Name everyone the court decision below lists as composing the Committee, with the role given for each.

**PASSAGE SHOWN**
-------
Doc ref: 36084/07 • ECHR ID: 001-160738

Document date: January 12, 2016

  • Inbound citations: 0
  • Cited paragraphs: 0
  • Outbound citations: 5

BURGHELEA v. THE REPUBLIC OF MOLDOVA

Doc ref: 36084/07 • ECHR ID: 001-160738

Document date: January 12, 2016

Cited paragraphs only

SECOND SECTION

DECISION

Application no . 36084/07 Valeriu BURGHELEA against the Republic of Moldova

The European Court of Human Rights ( Second Section ), sitting on 12 January 2016 as a Committee composed of:

Nebojša Vučinić , President, Valeriu Griţco , Stéphanie Mourou-Vikström , judges, and Abel Campos , Deputy Section Registrar ,

Having regard to the above application lodged on 8 August 2007 ,

Having deliberated, decides as follows:

THE FACTS

1. The applicant, Mr Valeriu Burghelea , is a Moldovan national, who was born in 1974 and lives in Chişinău .

2. The Moldovan Government (“the Government”) were represented by their Agent, Mr L. Apostol .

A. The circumstances of the case

3. The facts of the case, as submitted by the parties, may be summarised as follows.

4. On 17 June 2007 at 3.45 p.m. the applicant was arrested by the Centre for Fighting Economic Crime and Corruption (“the CFECC”) on suspicion of having solicited a bribe. He was searched at 4.38 p.m., but his arrest was registered as having taken place at 9.45 p.m. on the same day.

5. On 20 July 2007 the Buiucani District Court rejected the prosecutor ’ s request to order the applicant ’ s detention pending trial, finding that no materials had been submitted showing a risk of his absconding or interfering with the investigation. Moreover, the applicant had a permanent place of residence in Moldova and a job, was married and had a small child, had no criminal record and promised to appear before the investigating authority whenever summoned. The court ordered the applicant ’ s house arrest for ten days.

6. After receiving a summons from the investigating authority, on 24 July 2007 the applicant appeared before that authority and was interviewed as a suspect.

7. On 25 July 2007 the Chişinău Court of Appeal quashed the lower court ’ s judgment and ordered the applicant ’ s detention pending trial for ten days. The court found that:

“ ... in rejecting the request for [detention] the [lower] court did not take into consideration the seriousness of the crime with which [the applicant] is charged and adopted a premature and unfounded decision. At present the preventive measure of house arrest or other measure not involving deprivation of liberty will not ensure the normal course of the investigation. The reasons relied on by the prosecutor may be considered a ground for arresting the person. If released, [the applicant], who is accused of two offences of which one is serious, could abscond from the investigating authority, interfere with the investigation process, influence witnesses or reoffend”.

8. On 27 July 2007 the Buiucani District Court extended the applicant ’ s detention pending trial for another 15 days, relying on essentially the same reasons as the Chişinău Court of Appeal in its decision of 25 July 2007.

9. On 2 August 2007 the Chişinău Court of Appeal rejected the applicant ’ s appeal, giving essentially the same reasons as those in its decision of 25 July 2007.
-------
**RECORD EXTRACTS**
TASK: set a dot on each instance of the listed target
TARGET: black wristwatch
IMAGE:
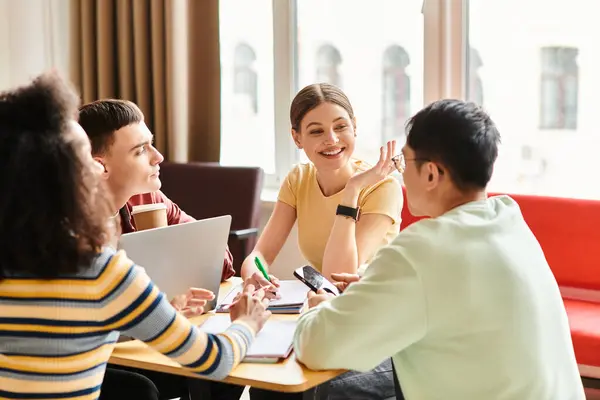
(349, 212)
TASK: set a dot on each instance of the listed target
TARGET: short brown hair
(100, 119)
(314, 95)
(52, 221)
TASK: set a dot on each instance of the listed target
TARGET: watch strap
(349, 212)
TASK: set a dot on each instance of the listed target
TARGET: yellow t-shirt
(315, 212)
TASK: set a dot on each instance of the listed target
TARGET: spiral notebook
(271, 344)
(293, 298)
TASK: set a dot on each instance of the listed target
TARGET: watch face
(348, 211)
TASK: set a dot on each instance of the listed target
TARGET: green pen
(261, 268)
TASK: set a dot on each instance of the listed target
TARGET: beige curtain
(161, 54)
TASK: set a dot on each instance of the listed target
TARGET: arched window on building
-------
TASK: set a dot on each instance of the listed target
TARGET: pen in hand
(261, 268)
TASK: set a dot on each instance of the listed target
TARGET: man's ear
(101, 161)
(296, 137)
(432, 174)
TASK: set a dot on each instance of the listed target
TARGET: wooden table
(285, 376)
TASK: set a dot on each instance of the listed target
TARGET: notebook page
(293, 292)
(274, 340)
-------
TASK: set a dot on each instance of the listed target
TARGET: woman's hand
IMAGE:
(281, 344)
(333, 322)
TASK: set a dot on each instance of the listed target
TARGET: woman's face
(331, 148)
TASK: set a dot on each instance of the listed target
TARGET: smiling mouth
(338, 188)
-------
**TASK ANSWER**
- Nebojša Vučinić, President
- Valeriu Griţco, judge
- Stéphanie Mourou-Vikström, judge
- Abel Campos, Deputy Section Registrar